[Dataset excerpts on object pointing]

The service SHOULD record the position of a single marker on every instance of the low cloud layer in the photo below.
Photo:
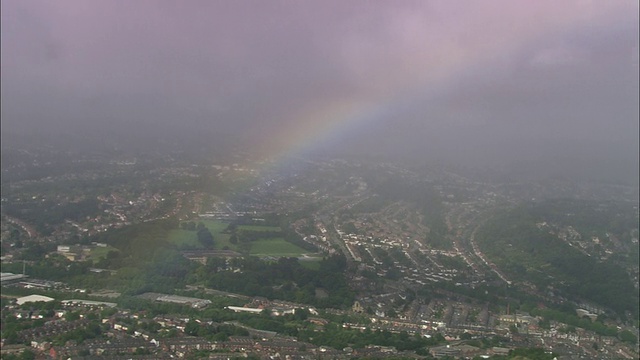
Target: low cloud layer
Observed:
(498, 80)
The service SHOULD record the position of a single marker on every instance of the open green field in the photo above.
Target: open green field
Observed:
(265, 247)
(186, 238)
(259, 228)
(275, 247)
(99, 252)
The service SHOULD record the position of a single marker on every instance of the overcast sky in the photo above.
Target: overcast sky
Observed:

▶ Objective: The data above needs to be retyped exactly, with the images left out.

▶ Answer to this task:
The service SHOULD record the position of a single marker on every instance of the low cloud layer in the photo below.
Photo:
Target: low cloud layer
Observed:
(498, 80)
The service SHOULD record the position of a single marker on every instance of the open green field in the photo above.
Target: open green field
Observed:
(265, 247)
(186, 238)
(259, 228)
(275, 247)
(99, 252)
The service SHOULD record the position of a single marker on every instance of the overcast sky in the photo above.
Target: overcast sky
Observed:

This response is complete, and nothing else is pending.